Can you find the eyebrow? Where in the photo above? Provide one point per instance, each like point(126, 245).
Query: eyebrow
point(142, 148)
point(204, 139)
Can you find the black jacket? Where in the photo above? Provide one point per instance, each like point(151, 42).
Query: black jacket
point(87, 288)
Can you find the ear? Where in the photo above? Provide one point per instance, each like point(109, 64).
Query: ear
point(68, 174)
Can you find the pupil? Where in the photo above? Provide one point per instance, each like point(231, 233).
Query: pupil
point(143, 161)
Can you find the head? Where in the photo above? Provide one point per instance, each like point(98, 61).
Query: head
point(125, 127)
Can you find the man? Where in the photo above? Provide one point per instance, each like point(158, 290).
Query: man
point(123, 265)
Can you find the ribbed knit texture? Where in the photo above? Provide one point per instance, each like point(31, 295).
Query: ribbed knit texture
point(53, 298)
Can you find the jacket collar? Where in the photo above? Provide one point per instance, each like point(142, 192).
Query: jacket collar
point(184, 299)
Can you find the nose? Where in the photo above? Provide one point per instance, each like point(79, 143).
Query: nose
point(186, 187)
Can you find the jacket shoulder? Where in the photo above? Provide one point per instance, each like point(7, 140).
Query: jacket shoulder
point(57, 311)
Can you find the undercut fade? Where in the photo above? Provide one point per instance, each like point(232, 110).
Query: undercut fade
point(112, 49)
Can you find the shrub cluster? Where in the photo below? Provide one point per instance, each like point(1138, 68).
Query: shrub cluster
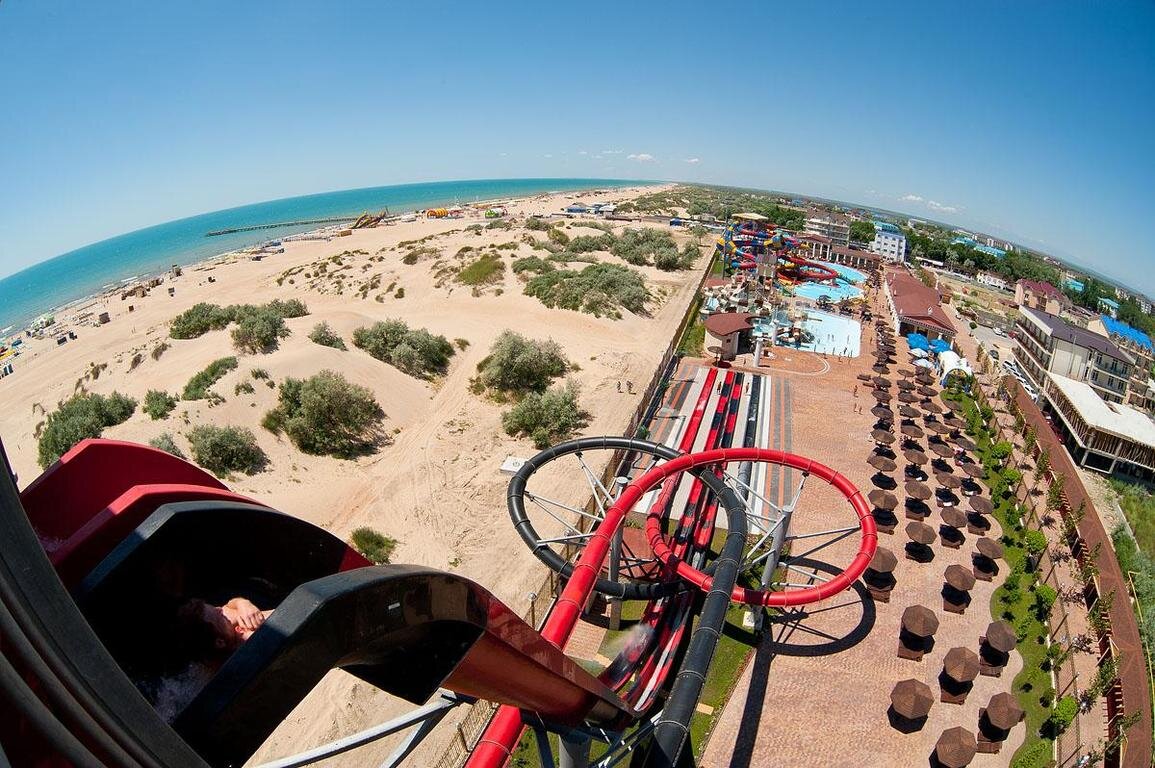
point(415, 351)
point(198, 387)
point(326, 415)
point(224, 449)
point(546, 417)
point(79, 418)
point(516, 364)
point(597, 289)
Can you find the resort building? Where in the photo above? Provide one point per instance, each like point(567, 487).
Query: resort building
point(916, 308)
point(1050, 344)
point(1101, 435)
point(1038, 295)
point(831, 226)
point(889, 241)
point(992, 281)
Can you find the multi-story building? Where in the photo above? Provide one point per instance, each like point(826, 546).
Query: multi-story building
point(889, 241)
point(831, 226)
point(1038, 296)
point(1050, 344)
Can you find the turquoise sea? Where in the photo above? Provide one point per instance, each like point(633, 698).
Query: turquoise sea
point(86, 270)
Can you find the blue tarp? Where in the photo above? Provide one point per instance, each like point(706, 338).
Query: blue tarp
point(918, 341)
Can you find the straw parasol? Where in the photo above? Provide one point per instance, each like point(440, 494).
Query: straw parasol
point(989, 547)
point(982, 505)
point(959, 578)
point(882, 500)
point(956, 747)
point(884, 560)
point(916, 490)
point(915, 456)
point(1000, 636)
point(911, 699)
point(919, 532)
point(1004, 711)
point(919, 621)
point(881, 463)
point(961, 664)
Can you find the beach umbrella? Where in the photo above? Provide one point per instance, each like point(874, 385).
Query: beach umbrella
point(919, 620)
point(961, 664)
point(881, 463)
point(915, 456)
point(916, 490)
point(1000, 636)
point(881, 435)
point(1004, 711)
point(989, 547)
point(884, 560)
point(982, 505)
point(960, 578)
point(954, 517)
point(882, 499)
point(919, 532)
point(911, 699)
point(956, 747)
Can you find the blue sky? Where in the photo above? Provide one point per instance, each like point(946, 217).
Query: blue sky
point(1035, 120)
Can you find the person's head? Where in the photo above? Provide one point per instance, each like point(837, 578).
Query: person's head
point(207, 629)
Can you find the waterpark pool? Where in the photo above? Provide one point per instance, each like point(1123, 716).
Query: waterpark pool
point(840, 290)
point(828, 334)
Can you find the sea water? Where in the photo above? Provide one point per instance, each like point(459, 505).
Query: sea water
point(86, 270)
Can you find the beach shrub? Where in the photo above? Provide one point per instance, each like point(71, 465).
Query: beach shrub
point(79, 418)
point(546, 417)
point(224, 449)
point(198, 387)
point(158, 404)
point(165, 442)
point(326, 415)
point(486, 269)
point(325, 336)
point(516, 364)
point(598, 290)
point(375, 546)
point(415, 351)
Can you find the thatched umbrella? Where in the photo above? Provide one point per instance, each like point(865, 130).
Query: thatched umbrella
point(919, 621)
point(961, 664)
point(882, 500)
point(919, 532)
point(1004, 711)
point(956, 747)
point(881, 463)
point(911, 699)
point(982, 505)
point(884, 560)
point(959, 578)
point(1000, 636)
point(989, 547)
point(916, 490)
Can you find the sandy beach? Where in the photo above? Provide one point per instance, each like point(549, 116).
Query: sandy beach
point(437, 489)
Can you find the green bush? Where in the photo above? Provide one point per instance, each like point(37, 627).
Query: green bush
point(546, 417)
point(326, 415)
point(375, 546)
point(516, 364)
point(158, 404)
point(224, 449)
point(79, 418)
point(165, 442)
point(325, 336)
point(198, 387)
point(415, 351)
point(598, 290)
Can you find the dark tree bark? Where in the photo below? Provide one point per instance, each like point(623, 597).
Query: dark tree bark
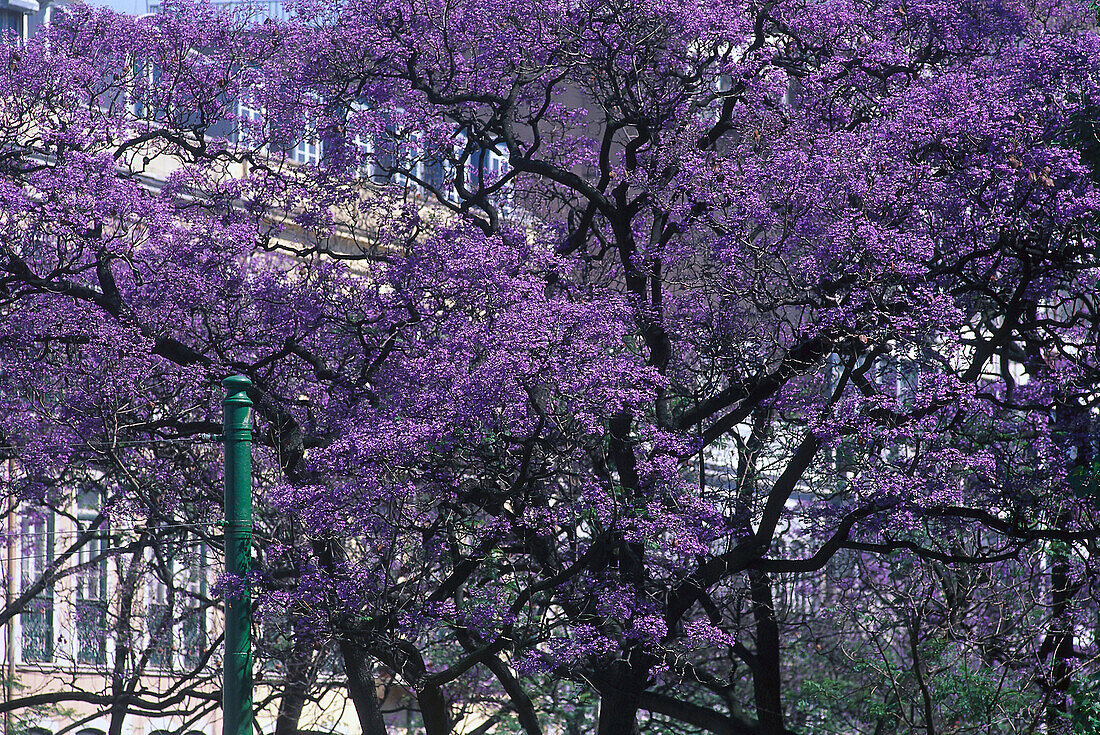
point(362, 689)
point(295, 691)
point(767, 683)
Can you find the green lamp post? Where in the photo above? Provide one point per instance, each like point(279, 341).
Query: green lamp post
point(237, 435)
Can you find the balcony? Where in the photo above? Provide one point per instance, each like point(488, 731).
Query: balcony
point(257, 10)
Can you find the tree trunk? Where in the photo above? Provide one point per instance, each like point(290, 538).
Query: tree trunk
point(618, 711)
point(362, 688)
point(767, 683)
point(295, 691)
point(433, 711)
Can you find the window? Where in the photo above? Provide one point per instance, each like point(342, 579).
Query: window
point(250, 132)
point(36, 620)
point(308, 150)
point(176, 612)
point(193, 620)
point(158, 621)
point(11, 21)
point(91, 583)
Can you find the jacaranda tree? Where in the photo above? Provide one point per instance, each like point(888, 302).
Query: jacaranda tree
point(683, 366)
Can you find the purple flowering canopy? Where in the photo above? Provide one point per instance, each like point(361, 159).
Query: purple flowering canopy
point(733, 364)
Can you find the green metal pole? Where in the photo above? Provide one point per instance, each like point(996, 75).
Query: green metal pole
point(237, 435)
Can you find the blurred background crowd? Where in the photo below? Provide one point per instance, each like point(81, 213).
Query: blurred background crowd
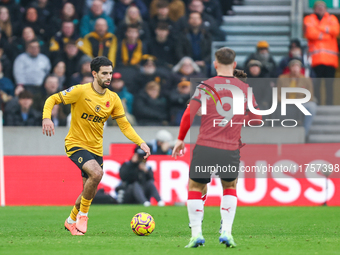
■ ■ ■ ■ ■ ■ ■
- What you have to do
Copy the records above exactly as they appear, without the pictures.

- Task response
Can you find the eyebrow? Where in the photo above? Provide one point per instance, each like point(126, 245).
Query: eyebrow
point(142, 148)
point(204, 139)
Can you find the black jacket? Where in the photo above? Provide one point per instance, each like point(151, 42).
Query: black jacket
point(87, 288)
Can you find the ear? Where in the photo above? Provide one point per instance, each like point(109, 64).
Query: ear
point(68, 174)
Can you find the pupil? Where in the photo above? Provide one point per instance, each like point(231, 233).
Query: pupil
point(143, 161)
Can you find the head? Where in the photo above? Provide one point per instance, each like point(98, 61).
Query: head
point(125, 127)
Can you find the man? Where in the photo above? Provide one point per instance, each like point(158, 290).
Query: man
point(123, 265)
Can you find the ribbed knit texture? Where in the photo above? Provide one point per instance, each like point(31, 295).
Query: ribbed knit texture
point(53, 298)
Can you find the jacket collar? Where in the photo above? Provide one point per instance, each like point(142, 192).
Query: jacket collar
point(184, 299)
Can you find the nose? Where in the photo above? Provide one point per instance, each like point(79, 143).
Query: nose
point(186, 187)
Can you find the jacket shoulder? Where in the photo above? Provide one point per instance, each like point(7, 140).
Query: jacket shoulder
point(57, 311)
Can you find the undercut fade? Where in the photo above? Provide one point per instance, each like point(232, 110).
Query: undercut fade
point(112, 49)
Can you find the shrub cluster? Where in the photo below? Provide one point per instance, each like point(1138, 68).
Query: shrub cluster
point(415, 351)
point(198, 387)
point(326, 415)
point(224, 449)
point(546, 417)
point(79, 418)
point(516, 364)
point(597, 289)
Can you find the resort building? Where in the photo above? Provide one point per instance, each like point(567, 487).
Query: resort building
point(916, 308)
point(1050, 344)
point(1101, 435)
point(1038, 295)
point(831, 226)
point(889, 241)
point(992, 281)
Can you find the multi-story building? Where in the photo above? Provide one point per instance, each like point(826, 546).
Query: multi-story building
point(889, 241)
point(831, 226)
point(1038, 296)
point(1050, 344)
Can you find the turquoise sea? Where in the photo above? Provide one point per instance, each like point(633, 698).
Query: turquoise sea
point(86, 270)
Can you find the blue tarp? Where in the photo above? Provide one point per instance, each like point(706, 338).
Query: blue tarp
point(918, 341)
Can you find the straw parasol? Where in the photo above? Provide one point per instance, each like point(440, 494).
Query: straw parasol
point(989, 547)
point(982, 505)
point(959, 578)
point(882, 500)
point(956, 747)
point(884, 560)
point(916, 490)
point(915, 456)
point(1000, 636)
point(911, 699)
point(919, 532)
point(1004, 711)
point(919, 621)
point(881, 463)
point(961, 664)
Can you find the beach umbrella? Where in the photo above? Provide one point per instance, each like point(874, 385).
Query: beach umbrella
point(919, 620)
point(961, 664)
point(881, 463)
point(915, 456)
point(916, 490)
point(1000, 636)
point(881, 435)
point(1004, 711)
point(989, 547)
point(884, 560)
point(982, 505)
point(960, 578)
point(954, 517)
point(882, 499)
point(919, 532)
point(911, 699)
point(956, 747)
Can you find the blue sky? Where in the photo above? Provide one point per instance, each like point(946, 217).
Query: blue sky
point(1035, 120)
Can you find the person's head? Where in the photo above? Provide one point per instance, each like point(837, 578).
Query: person's head
point(207, 629)
Can you find the waterpark pool? Where in the photo above? Provide one point per instance, each like point(1123, 716).
Query: waterpark pool
point(840, 290)
point(828, 334)
Can you find the sea water? Where in the photo above? Provide one point per instance, each like point(459, 505).
Query: sea water
point(86, 270)
Can you find the beach shrub? Where in the photo above? Provide one point per instance, each like point(71, 465).
Query: beach shrub
point(79, 418)
point(546, 417)
point(224, 449)
point(198, 387)
point(158, 404)
point(165, 442)
point(326, 415)
point(486, 269)
point(325, 336)
point(516, 364)
point(598, 290)
point(375, 546)
point(415, 351)
Can you find the thatched umbrella? Where in the photo above? Provide one point per instance, each like point(865, 130).
Query: thatched umbrella
point(919, 621)
point(961, 664)
point(882, 500)
point(919, 532)
point(1004, 711)
point(956, 747)
point(881, 463)
point(911, 699)
point(982, 505)
point(884, 560)
point(959, 578)
point(1000, 636)
point(989, 547)
point(916, 490)
Can you find the sandy beach? Where in the photo above? Provide one point per instance, each like point(549, 116).
Query: sandy beach
point(437, 489)
Can you find the green bush? Where in the photo above? Provide one point per instance, each like point(37, 627).
Query: green bush
point(546, 417)
point(326, 415)
point(375, 546)
point(516, 364)
point(158, 404)
point(224, 449)
point(79, 418)
point(165, 442)
point(325, 336)
point(198, 387)
point(415, 351)
point(598, 290)
Can you find the dark tree bark? Where in the photo below? Provide one point per instance, each like point(623, 597).
Query: dark tree bark
point(362, 689)
point(295, 691)
point(767, 683)
Can you find the green lamp post? Where in the photo above? Provide one point per instance, each like point(279, 341).
Query: green lamp post
point(237, 435)
Can you find the balcony? Where in the photo above? Provide one point per instance, each like point(488, 731).
Query: balcony
point(257, 10)
Can you find the tree trunk? Where in the photo above? Provide one point per instance, each like point(290, 538).
Query: tree trunk
point(618, 711)
point(362, 688)
point(767, 683)
point(295, 691)
point(433, 711)
Can you find the window? Where in the photo above? Provide one point per instance, each like point(342, 579).
Query: window
point(250, 132)
point(36, 620)
point(308, 150)
point(176, 612)
point(193, 620)
point(158, 621)
point(11, 21)
point(91, 583)
Can you find the jacaranda tree? Where in the photo above? Provide one point per instance, each like point(888, 302).
Query: jacaranda tree
point(683, 366)
Can you find the purple flowering canopy? Where in the photo above? Provide one point per instance, each like point(361, 159).
Query: purple flowering canopy
point(733, 364)
Can you find the green metal pole? Where in the photo above? Provide one point per instance, each like point(996, 75).
Query: green metal pole
point(237, 435)
Can you find the blurred background crowd? Where in the photo below? Provide one point per instance, each like point(81, 213).
Query: blurred background crowd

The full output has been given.